◆ **What to do**
Restate the records that follow. Every word must match.

◆ **Records contained in a dataset**
※ ※ ※

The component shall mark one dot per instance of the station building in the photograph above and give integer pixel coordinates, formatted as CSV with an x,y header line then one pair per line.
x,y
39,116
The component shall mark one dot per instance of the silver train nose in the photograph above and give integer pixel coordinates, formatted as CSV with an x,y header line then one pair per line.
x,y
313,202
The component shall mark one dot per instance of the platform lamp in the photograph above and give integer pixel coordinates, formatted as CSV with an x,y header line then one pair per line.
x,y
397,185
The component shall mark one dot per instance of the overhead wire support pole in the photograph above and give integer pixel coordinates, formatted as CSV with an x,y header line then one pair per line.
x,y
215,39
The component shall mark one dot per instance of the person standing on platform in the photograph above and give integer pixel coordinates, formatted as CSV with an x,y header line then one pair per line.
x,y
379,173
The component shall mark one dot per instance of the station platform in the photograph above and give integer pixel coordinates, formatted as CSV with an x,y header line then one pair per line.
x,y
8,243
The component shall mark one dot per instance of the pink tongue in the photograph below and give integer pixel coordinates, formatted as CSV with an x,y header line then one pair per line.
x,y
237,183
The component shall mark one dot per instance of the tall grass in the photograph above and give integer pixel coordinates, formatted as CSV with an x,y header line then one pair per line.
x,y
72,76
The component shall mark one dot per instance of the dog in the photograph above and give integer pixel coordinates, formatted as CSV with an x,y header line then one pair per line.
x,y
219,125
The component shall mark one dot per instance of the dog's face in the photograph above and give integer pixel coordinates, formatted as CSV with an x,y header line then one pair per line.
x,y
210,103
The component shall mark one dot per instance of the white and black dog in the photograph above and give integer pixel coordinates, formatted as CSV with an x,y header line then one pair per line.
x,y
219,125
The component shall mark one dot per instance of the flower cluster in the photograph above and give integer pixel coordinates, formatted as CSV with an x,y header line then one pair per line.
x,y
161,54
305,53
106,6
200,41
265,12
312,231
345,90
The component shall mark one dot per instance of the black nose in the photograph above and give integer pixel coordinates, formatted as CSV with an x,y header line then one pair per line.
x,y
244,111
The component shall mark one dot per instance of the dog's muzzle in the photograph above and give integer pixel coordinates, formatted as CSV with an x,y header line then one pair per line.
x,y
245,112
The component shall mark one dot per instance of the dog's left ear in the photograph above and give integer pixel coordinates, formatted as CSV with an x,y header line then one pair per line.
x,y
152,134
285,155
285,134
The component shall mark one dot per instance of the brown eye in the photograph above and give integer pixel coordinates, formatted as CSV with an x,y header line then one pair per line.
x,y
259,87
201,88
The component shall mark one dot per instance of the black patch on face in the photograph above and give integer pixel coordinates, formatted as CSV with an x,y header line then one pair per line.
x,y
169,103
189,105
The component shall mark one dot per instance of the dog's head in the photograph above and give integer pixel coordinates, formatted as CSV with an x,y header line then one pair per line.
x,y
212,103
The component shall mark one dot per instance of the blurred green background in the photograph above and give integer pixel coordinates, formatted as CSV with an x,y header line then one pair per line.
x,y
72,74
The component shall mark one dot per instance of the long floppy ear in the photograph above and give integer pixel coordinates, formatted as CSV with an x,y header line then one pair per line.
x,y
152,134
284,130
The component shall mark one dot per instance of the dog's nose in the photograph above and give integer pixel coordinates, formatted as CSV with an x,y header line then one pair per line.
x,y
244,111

※ ※ ※

◆ **Result of the exercise**
The component shall mark one dot per instance of the station building in the photograph above and give integer pixel coordinates, formatted as CSV with an x,y header line then one pair per line.
x,y
39,116
The component shall mark one dot per instance of the silver train nose in the photograph above and give integer pixel coordinates, formatted as CSV with an x,y header line then one pair per line.
x,y
313,202
The component shall mark one dot per instance of the platform lamp in the photograph above and give integer pixel coordinates, formatted as CSV with an x,y header line then one pair per line.
x,y
397,185
The component shall mark one dot per instance of the overhead wire support pole in the photograph above and give integer pixel coordinates, formatted as CSV with an x,y header line then one pair per line.
x,y
215,39
The component shall mark one dot per instance of the person standing on platform in the photograph above and give integer pixel coordinates, formatted as CSV with an x,y header line then one pair per line.
x,y
379,173
The component shall mark one dot per instance of the station platform in the photograph above and give integer pixel coordinates, formatted as CSV with an x,y header line then one pair per line.
x,y
8,243
The component shall mark one dot per instance of the pink tongue in the photograph below and give integer pixel coordinates, formatted as CSV with an x,y header line then one pair per line.
x,y
237,183
The component shall mark one dot per instance of the tall grass in the photograph above and give integer pixel coordinates, formatted as CSV with an x,y header line then one pair per line.
x,y
72,76
The component shall mark one dot per instance of the dog in the photograph above and give integer pixel coordinates, formatted as CSV with an x,y header line then one pair per line.
x,y
219,125
The component shall mark one dot per instance of the dog's face in the photograph above and give integer pixel coordinates, formatted as CSV with an x,y header line then one pair per line.
x,y
210,103
The component shall mark one dot per instance of the white and black dog in the photograph above and give integer pixel coordinates, formatted as CSV with an x,y header line then one pair per line.
x,y
219,125
The component shall mark one dot per instance of the flower cluster in the photograph above and give integer pixel coordinates, formatted as CSV with an x,y header line then one pair per line.
x,y
161,54
305,53
106,6
200,41
265,12
312,231
345,90
The component shall mark one dot per instance of the black nose in the photograph above and give integer pixel coordinates, formatted as CSV with an x,y header line then one pair per line.
x,y
244,111
The component shall mark one dot per instance of the dog's muzzle in the photograph above and give integer pixel coordinates, formatted as CSV with an x,y header line then one pair per line.
x,y
245,112
The component shall mark one dot per instance of the dog's left ear in the photograph above and give integer pixel coordinates, formatted as CSV with an x,y header line then one pair per line.
x,y
152,134
285,155
285,134
The component shall mark one dot per instance of the brown eye in the photograph above and give integer pixel coordinates, formatted as CSV with an x,y header line then one pair per line.
x,y
259,87
201,88
The component shall mark one dot per instance of the black patch on face in the photograph above and give integer pixel coordinates, formatted as CSV with an x,y header line then one pair per line.
x,y
169,103
189,105
The component shall mark one dot per instance of the dog's head in the photograph above and give integer pixel coordinates, formatted as CSV with an x,y header line then one pair per line.
x,y
212,103
The component shall mark one dot per instance of the blurred green background in the photograph above and give integer pixel coordinates, formatted as CSV with an x,y header line then one pair per line.
x,y
72,74
The component shall mark one dot per instance of the long floppy ear in the photograph above and give integer pixel coordinates, formatted as CSV with an x,y header line then one pair per line.
x,y
152,134
284,130
The component shall mark one dot per instance of the dog's nose in the photograph above and give integer pixel coordinates, formatted as CSV with an x,y header line then one pair per line.
x,y
244,111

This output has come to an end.